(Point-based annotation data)
╔══
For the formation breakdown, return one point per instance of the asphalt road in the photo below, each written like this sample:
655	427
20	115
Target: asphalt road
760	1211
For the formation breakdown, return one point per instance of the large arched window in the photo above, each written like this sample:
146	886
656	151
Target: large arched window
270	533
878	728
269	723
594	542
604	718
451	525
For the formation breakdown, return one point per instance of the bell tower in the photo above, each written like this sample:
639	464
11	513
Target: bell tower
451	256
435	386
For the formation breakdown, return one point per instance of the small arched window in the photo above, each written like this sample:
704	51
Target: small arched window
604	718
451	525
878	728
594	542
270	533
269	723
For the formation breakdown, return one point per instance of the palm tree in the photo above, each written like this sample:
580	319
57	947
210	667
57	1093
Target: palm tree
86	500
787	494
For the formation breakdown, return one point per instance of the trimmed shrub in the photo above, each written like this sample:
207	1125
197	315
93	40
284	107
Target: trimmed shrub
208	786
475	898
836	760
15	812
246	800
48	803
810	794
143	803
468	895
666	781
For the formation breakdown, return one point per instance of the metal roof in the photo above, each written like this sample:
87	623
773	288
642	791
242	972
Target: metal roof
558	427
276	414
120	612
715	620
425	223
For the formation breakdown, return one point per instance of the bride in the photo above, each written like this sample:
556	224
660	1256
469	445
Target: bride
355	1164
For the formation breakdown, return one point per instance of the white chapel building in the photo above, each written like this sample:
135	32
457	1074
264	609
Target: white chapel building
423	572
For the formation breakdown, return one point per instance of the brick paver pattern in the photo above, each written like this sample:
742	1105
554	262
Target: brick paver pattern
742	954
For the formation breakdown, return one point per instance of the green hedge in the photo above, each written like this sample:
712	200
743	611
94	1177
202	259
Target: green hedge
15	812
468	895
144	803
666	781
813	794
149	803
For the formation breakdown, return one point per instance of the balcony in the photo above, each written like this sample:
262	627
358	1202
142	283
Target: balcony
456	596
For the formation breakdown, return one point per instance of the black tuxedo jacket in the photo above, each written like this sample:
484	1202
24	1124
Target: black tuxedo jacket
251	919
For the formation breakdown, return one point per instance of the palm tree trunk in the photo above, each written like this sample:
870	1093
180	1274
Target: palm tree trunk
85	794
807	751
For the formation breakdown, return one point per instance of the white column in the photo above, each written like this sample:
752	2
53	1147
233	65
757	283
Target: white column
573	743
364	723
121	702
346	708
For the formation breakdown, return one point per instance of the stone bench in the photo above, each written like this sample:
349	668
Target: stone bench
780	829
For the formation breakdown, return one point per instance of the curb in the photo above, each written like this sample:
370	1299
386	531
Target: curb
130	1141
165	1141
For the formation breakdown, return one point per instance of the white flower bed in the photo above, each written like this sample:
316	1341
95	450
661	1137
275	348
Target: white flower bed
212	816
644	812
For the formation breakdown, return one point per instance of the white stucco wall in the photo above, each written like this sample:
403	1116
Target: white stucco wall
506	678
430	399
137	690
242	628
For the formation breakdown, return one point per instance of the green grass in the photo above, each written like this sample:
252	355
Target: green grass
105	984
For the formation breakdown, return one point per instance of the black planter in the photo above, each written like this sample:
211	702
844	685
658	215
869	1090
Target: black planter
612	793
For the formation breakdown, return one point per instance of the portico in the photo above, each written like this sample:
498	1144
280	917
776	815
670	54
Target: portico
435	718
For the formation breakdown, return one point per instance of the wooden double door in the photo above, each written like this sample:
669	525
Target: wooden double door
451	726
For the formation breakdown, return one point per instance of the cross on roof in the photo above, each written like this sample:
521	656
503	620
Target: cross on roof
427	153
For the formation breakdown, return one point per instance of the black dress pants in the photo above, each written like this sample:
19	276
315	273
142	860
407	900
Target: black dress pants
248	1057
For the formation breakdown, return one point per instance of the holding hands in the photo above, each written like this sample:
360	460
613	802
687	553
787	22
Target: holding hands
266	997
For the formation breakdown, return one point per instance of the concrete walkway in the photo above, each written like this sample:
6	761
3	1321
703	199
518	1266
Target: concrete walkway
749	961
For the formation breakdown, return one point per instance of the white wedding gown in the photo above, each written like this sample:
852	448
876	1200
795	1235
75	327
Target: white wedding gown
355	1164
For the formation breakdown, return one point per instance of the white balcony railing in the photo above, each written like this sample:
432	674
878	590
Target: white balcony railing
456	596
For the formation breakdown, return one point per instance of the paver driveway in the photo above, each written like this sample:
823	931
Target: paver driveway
╚══
# [STATED PROBLEM]
Return each line of the data exactly as written above.

# [RESULT OF THE EXERCISE]
For the formation breakdown, return one point per instance of the asphalt road in the photo below, each written like this sample:
655	427
20	115
Target: asphalt road
760	1211
For the formation breakdown, return one point per instance of the large arched window in the photo above, each written like this sample:
146	886
656	151
Target: large arched window
270	533
878	728
269	723
594	542
604	718
451	525
For the formation breakdown, return one point per instance of the bell tower in the photo above, each written like this sample:
639	464
11	513
Target: bell tower
451	256
435	386
For the formation breakdown, return one point per instance of the small arched window in the photo above, each written like this sample:
704	51
Target: small arched window
604	718
451	525
878	728
594	542
270	533
269	723
For the formation breakdown, return one point per instance of the palm tree in the photo above, each written like this sample:
580	319
57	947
210	667
57	1093
Target: palm tree
86	500
787	494
For the formation breakdown, return one point per instance of the trimmed shrub in the photo above, each written like this sample:
207	1125
197	315
93	40
284	107
Target: trimmed shrub
208	786
475	898
836	760
15	812
246	800
48	803
810	794
143	803
468	895
666	781
For the formation breakdown, return one point per instance of the metal roof in the photo above, each written like this sample:
87	623
773	288
642	791
242	972
Target: metal roof
558	427
276	414
120	612
715	620
425	223
For the formation breakdown, return one point per instance of the bride in the photo above, each written like this sample:
556	224
660	1256
469	445
Target: bride
355	1164
For the formation breakdown, return one point per instance of the white chapel building in the photo above, each written like this sample:
135	32
457	1074
264	609
Target: white chapel building
423	572
For the formation breakdown, return one point per instance of the brick paver pattern in the photo above, each written like this sample:
742	1105
554	262
Target: brick paver pattern
742	954
For the formation breakdown, return one point per instance of the green hedge in the photo above, each written like this sample:
712	200
743	611
94	1177
202	259
Target: green hedge
15	812
468	895
144	803
666	781
813	794
149	803
For the formation breakdown, return one point per instance of the balcony in the photo above, each written like this sample:
262	627
358	1202
142	283
Target: balcony
456	596
For the formation breakdown, return one point per instance of the black tuxedo jacket in the photo above, each written like this sample:
484	1202
24	1124
Target: black tuxedo jacket
251	919
For the formation breakdown, return one point per instance of the palm tree trunk in the photo above, each written like this sample:
870	1093
180	1274
Target: palm tree trunk
85	794
807	751
For the formation breakdown, return one point per instance of the white column in the photo above, each written like this sample:
752	2
53	1147
233	65
757	283
Target: white column
573	743
364	723
121	702
346	708
For the formation breakdown, return one point per instance of the stone bench in the photo above, each written like this sample:
349	668
Target: stone bench
780	829
For the formation breakdown, return one point per instance of the curb in the photo above, each written like this sample:
370	1299
386	531
Target: curb
130	1141
165	1141
For the formation breakdown, return one point per instance of the white flower bed in the photo above, each written like this sample:
316	1341
95	450
661	1137
275	348
Target: white flower bed
212	816
644	812
For the formation breakdown, return one point per instance of the white stucco wall in the photo above, each written like this sample:
403	1116
Target: white stucco wall
506	678
430	399
137	690
242	628
For the formation breakdown, return one point per instance of the green grass in the photo above, each written like this sample:
252	355
Target: green grass
105	984
For the formation breakdown, return one point per instance of the black planter in the photo above, each written like this sample:
211	702
844	685
658	215
869	1090
Target: black planter
612	793
For the formation breakdown, return one point per instance of the portico in the photo above, each written like this sample:
498	1144
280	917
776	815
670	54
Target: portico
435	718
For the formation breakdown, return one point per instance of the wooden double door in the photo above, each written like this sample:
669	525
Target: wooden double door
451	726
For the formation breakdown, return one point per instance of the cross on roof in the photo above, each written like this sample:
521	656
503	620
Target: cross on roof
427	153
For the formation breakdown, return one point per instance of the black dress pants in the photo above, each written like this sample:
19	276
315	273
142	860
407	900
Target: black dress pants
248	1057
For the formation breakdown, return one point per instance of the holding hands in the photo above, each written like this sample:
360	460
613	802
687	553
787	22
Target: holding hands
266	997
For the formation breakdown, return one point per instance of the concrete walkway in the photo above, each written like this sample:
6	761
3	1321
703	199
518	1266
Target: concrete walkway
749	961
For the formation breakdown, return one point per instance of the white wedding gown in the photo above, each written like this sample:
852	448
876	1200
795	1235
75	327
Target: white wedding gown
355	1164
For the formation breakdown, return one point per instance of the white balcony railing in the photo above, each written like this sample:
432	674
878	590
Target: white balcony railing
456	596
For the formation breakdown, return one point per instance of the paver driveway in the photo above, each written like this sample:
823	931
Target: paver driveway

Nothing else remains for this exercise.